## Begin

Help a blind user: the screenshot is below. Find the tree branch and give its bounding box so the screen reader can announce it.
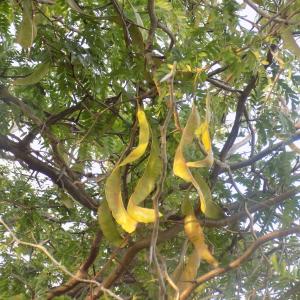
[180,226,300,300]
[47,231,102,300]
[211,75,257,183]
[86,225,182,300]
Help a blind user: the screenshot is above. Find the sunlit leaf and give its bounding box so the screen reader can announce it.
[16,0,37,48]
[66,0,84,14]
[173,96,219,217]
[105,107,161,233]
[281,27,300,58]
[13,62,50,85]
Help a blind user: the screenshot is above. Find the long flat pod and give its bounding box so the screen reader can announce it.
[182,198,218,266]
[127,126,162,223]
[105,106,150,233]
[173,98,217,217]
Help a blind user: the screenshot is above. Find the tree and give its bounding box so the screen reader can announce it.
[0,0,300,299]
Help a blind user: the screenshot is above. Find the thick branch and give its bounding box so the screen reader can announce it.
[47,231,102,300]
[86,225,182,300]
[180,226,300,300]
[229,131,300,170]
[211,75,257,182]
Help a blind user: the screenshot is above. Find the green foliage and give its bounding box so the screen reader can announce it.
[0,0,300,300]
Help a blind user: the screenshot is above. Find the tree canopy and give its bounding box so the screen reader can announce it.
[0,0,300,300]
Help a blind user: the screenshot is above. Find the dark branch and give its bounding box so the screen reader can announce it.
[47,231,102,300]
[180,226,300,300]
[0,135,97,210]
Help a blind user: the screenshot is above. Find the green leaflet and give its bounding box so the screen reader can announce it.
[173,96,217,216]
[16,0,37,48]
[98,200,123,247]
[128,1,147,41]
[281,27,300,58]
[66,0,84,14]
[13,62,50,85]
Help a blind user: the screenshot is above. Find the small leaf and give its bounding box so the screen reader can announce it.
[16,0,37,48]
[13,62,50,85]
[128,1,147,41]
[66,0,84,14]
[61,192,74,209]
[281,27,300,58]
[98,200,123,247]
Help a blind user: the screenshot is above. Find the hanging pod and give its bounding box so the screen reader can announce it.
[173,96,222,218]
[105,106,161,233]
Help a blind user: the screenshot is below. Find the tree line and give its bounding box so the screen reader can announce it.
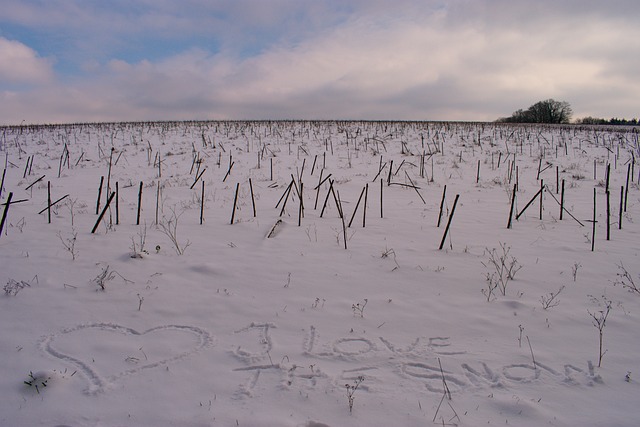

## End

Description of the task: Turn every line of the items above into a JSON list of strings, one string per line, skipping blank lines. Leave the pictures out.

Solved problem:
[
  "Help a blind user: the screenshot is below. Find the tree branch and give its bounding box so the screen reader can announce it.",
  "[180,226,300,300]",
  "[47,231,102,300]",
  "[211,75,257,183]",
  "[86,225,182,300]",
  "Help a blind user: the screenshot is above. Find the sunlit leaf and give its bounding box so the screen reader can announce it.",
  "[16,0,37,48]",
  "[66,0,84,14]",
  "[173,96,219,217]",
  "[105,107,161,233]",
  "[281,27,300,58]",
  "[13,62,50,85]",
  "Help a blind user: the screenshot is above. Find the long flat pod and give its bounding box so the screen reader can announce it.",
  "[182,198,218,266]",
  "[127,126,162,223]",
  "[105,106,150,233]",
  "[173,98,217,217]",
  "Help a blind user: the screenshot is above. Find the tree and give its bounding box so the screen reader can announce it.",
  "[0,0,300,299]",
  "Help a blind user: the screenshot is above. Find the thick branch and give its bounding box so the screen reader can announce it.",
  "[47,231,102,300]",
  "[86,225,182,300]",
  "[180,226,300,300]",
  "[229,131,300,170]",
  "[211,75,257,182]",
  "Help a blind user: the screenshot is above. Find the green foliage and give its bounding box so the screen reader can announce it.",
  "[0,0,300,300]",
  "Help a blind user: the screenshot is above. Find the tree canopy and give its bounding box so the screen reader can announce it.",
  "[0,0,300,300]",
  "Help a blind user: the screenshot is above. Find the dark branch and give its bounding box so the screen reader can announce it.",
  "[47,231,102,300]",
  "[180,226,300,300]",
  "[0,135,97,210]",
  "Help a blind user: the screenshot is above. Find the green leaflet and give its bounding box so the screen reader can announce it.",
  "[173,96,217,216]",
  "[16,0,37,48]",
  "[98,200,123,247]",
  "[128,1,147,41]",
  "[281,27,300,58]",
  "[66,0,84,14]",
  "[13,62,50,85]",
  "Help a blind user: the screenshot is above. Find the small leaf and give its bounding box so the screen reader can announce it.",
  "[16,0,37,48]",
  "[13,62,50,85]",
  "[128,1,147,41]",
  "[66,0,84,14]",
  "[61,192,74,209]",
  "[281,27,300,58]",
  "[98,200,123,247]",
  "Help a blind user: the screenshot is above. Find the hanging pod and give its bounding box so the screen reader can announce it.",
  "[173,96,222,218]",
  "[105,106,161,233]",
  "Help a blind user: the screenshot is below. Find the tree line and give its bounding box so the screen reader can announce it."
]